• [AUFGABENSTELLUNG]
Beantworten Sie die folgenden Fragen zum Urteilsauszug unten.
(a) Welche Aktenzeichen tragen die verbundenen Rechtssachen?
(b) Gegen wen richtet sich die Klage der SIC – Sociedade Independente de Comunicação, SA?
(c) Welche Artikel werden beim zweiten Leitsatz in Klammern angegeben?

• [VORLIEGENDER TEXT]

<<<<

Language of document : ECLI:EU:T:2004:48

Verbundene Rechtssachen T-297/01 und T-298/01

SIC – Sociedade Independente de Comunicação, SA

gegen

Kommission der Europäischen Gemeinschaften

„Staatliche Beihilfen – Öffentlich-rechtliche Fernsehveranstalter – Beschwerde – Untätigkeitsklage – Stellungnahme der Kommission – Charakter einer neuen Beihilfe oder einer bestehenden Beihilfe – Antrag, die Hauptsache für erledigt zu erklären – Antrag auf Zurückweisung dieses Antrags – Prüfungspflicht der Kommission – Durchführung eines Nichtigkeitsurteils – Angemessene Frist“

Leitsätze des Urteils

1.      Untätigkeitsklage – Beendigung der Untätigkeit nach Klageerhebung – Wegfall des Gegenstands der Klage – Erledigung der Hauptsache

(Artikel 226 EG, 232 EG und 233 EG)

2.      Untätigkeitsklage – Anwendungsbereich – Streit über den Umfang der Pflicht zur Durchführung eines Nichtigkeitsurteils – Einbeziehung

(Artikel 232 EG und 233 EG)

>>>>

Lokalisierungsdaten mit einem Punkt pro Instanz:
<<<<

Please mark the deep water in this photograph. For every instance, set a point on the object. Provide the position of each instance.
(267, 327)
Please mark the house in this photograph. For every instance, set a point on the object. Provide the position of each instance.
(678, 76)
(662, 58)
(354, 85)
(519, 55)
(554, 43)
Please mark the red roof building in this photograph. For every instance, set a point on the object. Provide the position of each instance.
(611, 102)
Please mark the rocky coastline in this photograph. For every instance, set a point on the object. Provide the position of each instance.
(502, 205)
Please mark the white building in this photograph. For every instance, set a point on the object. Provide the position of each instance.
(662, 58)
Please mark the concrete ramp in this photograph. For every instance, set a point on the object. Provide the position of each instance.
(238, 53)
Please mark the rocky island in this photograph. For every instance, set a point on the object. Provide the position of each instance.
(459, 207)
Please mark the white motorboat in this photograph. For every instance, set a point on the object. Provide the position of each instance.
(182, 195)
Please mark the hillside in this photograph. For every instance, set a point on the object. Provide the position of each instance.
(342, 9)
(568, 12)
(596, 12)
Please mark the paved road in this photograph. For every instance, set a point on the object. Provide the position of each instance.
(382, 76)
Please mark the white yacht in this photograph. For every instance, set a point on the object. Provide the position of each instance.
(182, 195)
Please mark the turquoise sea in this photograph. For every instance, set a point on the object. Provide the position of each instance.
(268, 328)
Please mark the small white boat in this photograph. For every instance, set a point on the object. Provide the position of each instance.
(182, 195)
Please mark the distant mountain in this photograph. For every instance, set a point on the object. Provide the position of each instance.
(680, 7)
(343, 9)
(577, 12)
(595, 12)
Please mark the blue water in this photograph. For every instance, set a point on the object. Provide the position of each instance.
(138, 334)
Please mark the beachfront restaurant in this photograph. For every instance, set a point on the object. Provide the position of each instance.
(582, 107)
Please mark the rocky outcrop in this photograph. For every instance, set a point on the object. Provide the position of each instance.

>>>>

• [LÖSUNG]
(a) T-297/01 und T-298/01
(b) Gegen die Kommission der Europäischen Gemeinschaften
(c) Artikel 232 EG und 233 EG